Exercise directions:
Each line holding the word "when" must appear in the answer, copied from the entries.

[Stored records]
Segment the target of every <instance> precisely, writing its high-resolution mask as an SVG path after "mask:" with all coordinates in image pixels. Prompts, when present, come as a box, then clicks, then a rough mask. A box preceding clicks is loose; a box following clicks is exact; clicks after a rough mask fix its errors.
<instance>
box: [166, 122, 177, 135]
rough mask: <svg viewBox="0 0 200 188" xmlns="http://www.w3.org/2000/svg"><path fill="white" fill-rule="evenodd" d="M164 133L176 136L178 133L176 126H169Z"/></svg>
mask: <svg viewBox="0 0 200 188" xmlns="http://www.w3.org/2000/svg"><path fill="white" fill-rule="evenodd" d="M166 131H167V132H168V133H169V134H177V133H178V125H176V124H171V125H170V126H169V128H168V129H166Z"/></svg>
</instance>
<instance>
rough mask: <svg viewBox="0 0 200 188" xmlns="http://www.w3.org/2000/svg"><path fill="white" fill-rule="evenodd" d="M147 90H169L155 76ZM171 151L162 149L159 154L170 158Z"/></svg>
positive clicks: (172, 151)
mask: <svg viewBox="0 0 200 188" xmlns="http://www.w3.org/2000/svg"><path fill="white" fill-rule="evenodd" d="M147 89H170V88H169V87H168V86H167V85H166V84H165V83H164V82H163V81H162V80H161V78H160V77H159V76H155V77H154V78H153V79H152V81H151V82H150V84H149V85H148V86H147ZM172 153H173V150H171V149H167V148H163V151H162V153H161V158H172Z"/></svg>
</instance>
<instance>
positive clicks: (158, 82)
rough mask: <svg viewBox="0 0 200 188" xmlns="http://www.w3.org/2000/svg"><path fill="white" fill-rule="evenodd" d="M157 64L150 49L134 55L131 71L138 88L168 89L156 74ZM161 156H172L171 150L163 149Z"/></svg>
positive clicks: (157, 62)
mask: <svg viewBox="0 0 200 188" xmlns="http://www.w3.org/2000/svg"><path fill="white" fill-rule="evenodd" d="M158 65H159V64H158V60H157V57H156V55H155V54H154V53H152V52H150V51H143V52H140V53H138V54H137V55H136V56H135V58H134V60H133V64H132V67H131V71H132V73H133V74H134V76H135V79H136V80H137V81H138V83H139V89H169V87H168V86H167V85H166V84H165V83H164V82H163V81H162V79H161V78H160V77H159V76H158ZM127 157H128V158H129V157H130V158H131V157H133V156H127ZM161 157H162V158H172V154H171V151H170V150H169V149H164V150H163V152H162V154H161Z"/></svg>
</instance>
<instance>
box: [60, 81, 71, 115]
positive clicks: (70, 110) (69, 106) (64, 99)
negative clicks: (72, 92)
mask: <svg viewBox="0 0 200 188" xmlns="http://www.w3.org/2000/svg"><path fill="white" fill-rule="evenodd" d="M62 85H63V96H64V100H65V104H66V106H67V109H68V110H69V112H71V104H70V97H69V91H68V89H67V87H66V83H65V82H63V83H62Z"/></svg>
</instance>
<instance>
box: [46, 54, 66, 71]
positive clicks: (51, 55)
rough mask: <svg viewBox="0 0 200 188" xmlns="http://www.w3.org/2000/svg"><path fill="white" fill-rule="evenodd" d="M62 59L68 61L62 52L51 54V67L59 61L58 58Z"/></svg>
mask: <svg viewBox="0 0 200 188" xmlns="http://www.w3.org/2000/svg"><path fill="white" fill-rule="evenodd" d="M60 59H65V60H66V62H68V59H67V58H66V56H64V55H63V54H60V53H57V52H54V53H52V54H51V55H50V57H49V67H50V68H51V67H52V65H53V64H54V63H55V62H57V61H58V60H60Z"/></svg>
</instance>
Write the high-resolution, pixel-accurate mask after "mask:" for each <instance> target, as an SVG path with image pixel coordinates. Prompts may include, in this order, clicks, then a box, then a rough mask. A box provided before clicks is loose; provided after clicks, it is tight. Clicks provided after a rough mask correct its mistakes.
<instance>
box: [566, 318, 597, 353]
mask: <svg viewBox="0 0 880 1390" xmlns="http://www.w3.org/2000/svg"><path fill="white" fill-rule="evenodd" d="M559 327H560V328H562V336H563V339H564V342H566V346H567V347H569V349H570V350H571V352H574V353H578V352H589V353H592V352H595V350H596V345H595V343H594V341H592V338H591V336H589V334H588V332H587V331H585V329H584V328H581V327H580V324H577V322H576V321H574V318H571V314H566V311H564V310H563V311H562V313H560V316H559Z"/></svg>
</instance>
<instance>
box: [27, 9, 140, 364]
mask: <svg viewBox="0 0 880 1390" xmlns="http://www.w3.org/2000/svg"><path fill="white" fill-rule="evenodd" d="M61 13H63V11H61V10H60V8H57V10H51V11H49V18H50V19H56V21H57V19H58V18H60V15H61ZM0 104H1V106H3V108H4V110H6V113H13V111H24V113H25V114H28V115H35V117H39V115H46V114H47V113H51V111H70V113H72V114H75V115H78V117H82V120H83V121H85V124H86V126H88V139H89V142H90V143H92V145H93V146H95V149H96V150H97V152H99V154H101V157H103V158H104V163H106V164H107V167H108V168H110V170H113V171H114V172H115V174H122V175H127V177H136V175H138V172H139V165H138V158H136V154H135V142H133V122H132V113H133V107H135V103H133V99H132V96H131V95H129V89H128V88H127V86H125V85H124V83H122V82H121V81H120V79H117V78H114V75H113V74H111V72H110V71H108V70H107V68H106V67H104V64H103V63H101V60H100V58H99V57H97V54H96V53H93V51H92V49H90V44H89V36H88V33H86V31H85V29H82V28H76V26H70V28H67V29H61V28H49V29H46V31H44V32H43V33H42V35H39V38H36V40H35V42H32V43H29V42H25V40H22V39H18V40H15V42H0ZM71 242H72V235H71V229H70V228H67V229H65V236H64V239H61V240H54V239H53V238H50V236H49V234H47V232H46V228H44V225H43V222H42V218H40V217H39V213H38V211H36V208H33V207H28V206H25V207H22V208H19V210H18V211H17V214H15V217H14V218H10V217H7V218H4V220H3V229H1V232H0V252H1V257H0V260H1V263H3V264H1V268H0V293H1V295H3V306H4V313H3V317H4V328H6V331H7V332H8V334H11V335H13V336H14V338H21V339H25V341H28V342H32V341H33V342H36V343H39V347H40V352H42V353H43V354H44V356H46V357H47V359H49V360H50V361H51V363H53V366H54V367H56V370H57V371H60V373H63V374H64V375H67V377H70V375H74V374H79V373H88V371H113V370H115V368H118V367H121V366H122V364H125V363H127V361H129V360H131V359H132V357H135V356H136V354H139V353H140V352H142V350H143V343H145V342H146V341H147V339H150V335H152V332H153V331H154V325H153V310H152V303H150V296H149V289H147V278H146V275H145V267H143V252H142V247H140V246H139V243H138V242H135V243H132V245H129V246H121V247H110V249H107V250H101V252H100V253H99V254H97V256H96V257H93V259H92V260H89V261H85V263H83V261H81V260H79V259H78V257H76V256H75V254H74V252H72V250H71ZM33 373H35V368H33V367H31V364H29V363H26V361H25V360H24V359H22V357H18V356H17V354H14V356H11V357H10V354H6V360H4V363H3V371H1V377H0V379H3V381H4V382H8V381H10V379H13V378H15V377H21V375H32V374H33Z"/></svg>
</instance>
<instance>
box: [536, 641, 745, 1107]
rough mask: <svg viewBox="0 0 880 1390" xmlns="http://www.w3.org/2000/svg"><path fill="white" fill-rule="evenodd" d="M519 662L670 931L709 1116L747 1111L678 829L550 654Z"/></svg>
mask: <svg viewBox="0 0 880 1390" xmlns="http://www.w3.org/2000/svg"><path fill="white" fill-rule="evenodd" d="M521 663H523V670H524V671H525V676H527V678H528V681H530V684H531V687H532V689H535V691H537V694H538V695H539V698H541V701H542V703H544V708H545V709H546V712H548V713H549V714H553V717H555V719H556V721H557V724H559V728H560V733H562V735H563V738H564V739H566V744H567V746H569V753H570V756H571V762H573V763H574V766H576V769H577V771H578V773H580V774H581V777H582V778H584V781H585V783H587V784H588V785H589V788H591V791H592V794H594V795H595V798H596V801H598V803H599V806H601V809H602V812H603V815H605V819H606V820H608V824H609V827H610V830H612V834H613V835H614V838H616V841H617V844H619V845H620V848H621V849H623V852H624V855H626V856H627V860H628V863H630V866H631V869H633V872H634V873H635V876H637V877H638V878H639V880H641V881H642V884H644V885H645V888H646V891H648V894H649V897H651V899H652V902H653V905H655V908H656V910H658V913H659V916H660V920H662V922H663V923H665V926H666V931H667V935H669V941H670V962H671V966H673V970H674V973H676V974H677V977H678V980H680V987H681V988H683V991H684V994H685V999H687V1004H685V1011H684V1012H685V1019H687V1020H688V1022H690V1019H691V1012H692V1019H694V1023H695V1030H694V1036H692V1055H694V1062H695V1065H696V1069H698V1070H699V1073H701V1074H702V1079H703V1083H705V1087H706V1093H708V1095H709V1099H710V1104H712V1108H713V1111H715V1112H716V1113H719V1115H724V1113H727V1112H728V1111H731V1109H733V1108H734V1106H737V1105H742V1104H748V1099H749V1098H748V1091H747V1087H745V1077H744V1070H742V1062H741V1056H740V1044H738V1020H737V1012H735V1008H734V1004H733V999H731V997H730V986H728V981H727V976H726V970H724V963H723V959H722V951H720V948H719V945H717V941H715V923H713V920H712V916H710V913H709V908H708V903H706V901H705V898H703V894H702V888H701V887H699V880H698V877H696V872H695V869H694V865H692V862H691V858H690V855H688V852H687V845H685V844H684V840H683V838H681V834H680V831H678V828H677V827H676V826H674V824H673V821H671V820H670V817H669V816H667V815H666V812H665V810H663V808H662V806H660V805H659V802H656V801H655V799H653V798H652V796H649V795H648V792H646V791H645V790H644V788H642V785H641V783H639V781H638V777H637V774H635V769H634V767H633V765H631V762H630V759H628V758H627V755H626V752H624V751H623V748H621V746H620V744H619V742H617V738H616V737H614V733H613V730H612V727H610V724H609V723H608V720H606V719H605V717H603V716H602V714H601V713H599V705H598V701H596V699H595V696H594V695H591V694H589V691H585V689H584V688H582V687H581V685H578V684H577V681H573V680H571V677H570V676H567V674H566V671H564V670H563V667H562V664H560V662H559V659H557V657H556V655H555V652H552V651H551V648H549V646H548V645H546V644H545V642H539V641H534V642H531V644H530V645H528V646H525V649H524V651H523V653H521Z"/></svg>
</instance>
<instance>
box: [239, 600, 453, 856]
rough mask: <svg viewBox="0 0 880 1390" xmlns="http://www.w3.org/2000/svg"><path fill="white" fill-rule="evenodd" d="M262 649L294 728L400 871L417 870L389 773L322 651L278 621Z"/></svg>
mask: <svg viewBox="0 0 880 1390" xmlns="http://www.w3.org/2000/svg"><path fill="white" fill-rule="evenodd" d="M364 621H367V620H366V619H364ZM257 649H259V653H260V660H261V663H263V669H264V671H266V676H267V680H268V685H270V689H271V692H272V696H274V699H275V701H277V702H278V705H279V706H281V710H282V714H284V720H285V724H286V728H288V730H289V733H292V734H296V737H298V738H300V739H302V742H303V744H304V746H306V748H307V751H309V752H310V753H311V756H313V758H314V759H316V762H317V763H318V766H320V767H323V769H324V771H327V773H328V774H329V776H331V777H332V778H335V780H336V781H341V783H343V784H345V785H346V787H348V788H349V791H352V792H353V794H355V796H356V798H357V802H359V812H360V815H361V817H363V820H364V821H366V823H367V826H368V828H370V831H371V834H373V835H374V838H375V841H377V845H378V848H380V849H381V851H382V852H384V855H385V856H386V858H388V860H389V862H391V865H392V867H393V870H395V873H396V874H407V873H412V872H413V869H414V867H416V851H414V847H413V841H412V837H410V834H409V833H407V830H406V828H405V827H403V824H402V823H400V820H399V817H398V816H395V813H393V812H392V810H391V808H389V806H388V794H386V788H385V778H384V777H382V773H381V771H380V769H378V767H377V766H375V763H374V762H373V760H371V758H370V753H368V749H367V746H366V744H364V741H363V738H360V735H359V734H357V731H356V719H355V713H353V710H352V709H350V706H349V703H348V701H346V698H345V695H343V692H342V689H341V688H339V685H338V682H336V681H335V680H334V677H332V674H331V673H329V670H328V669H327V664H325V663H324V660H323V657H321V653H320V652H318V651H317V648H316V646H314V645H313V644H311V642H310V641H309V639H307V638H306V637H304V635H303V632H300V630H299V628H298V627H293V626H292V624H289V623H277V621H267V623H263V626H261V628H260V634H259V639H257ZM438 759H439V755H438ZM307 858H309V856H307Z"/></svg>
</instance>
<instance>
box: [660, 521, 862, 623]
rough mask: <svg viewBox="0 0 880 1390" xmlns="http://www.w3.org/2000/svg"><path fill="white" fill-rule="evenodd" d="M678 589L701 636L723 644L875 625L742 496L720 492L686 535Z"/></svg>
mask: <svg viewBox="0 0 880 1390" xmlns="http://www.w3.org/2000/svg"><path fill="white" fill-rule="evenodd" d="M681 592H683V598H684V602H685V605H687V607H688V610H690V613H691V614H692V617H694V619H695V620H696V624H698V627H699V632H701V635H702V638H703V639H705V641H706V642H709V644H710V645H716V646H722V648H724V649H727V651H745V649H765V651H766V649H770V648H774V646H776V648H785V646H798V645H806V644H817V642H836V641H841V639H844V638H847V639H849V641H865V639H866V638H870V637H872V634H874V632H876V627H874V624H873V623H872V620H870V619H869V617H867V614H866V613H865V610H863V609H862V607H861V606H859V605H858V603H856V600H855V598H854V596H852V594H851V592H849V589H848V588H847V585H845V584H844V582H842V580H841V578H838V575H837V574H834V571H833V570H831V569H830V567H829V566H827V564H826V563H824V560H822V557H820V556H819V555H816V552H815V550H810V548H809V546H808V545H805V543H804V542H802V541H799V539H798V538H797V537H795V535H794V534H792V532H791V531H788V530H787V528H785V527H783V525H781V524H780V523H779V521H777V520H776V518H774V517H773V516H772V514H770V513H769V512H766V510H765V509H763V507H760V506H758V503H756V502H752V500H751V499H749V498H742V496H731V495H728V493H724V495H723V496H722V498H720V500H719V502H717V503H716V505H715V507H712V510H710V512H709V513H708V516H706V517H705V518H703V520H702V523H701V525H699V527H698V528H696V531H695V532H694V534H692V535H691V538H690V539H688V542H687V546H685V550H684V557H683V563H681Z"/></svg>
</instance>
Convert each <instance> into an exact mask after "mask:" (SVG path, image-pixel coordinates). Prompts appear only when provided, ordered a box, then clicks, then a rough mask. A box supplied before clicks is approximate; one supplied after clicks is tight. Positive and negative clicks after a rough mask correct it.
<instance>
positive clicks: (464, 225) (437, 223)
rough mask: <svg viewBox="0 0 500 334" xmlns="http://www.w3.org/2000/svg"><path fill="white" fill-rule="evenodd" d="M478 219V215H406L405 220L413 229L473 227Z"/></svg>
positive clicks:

Solution to the exercise:
Segment the target of every <instance> precisely, writing its high-resolution mask as an SVG path after "mask:" with all coordinates in image pixels. Prompts, when present, come as a box, then clicks, then a rough mask. A box preceding clicks is loose; a box following clicks is exact; clicks after a rough mask fix its errors.
Convert each <instance> into an exact mask after "mask:" (SVG path, image-pixel coordinates). Prompts appear only when provided, ordered a box, then clicks, then a rough mask. A box supplied before clicks is approximate; one supplied after clicks is tight. Positive and negative clicks after a rough mask correct it.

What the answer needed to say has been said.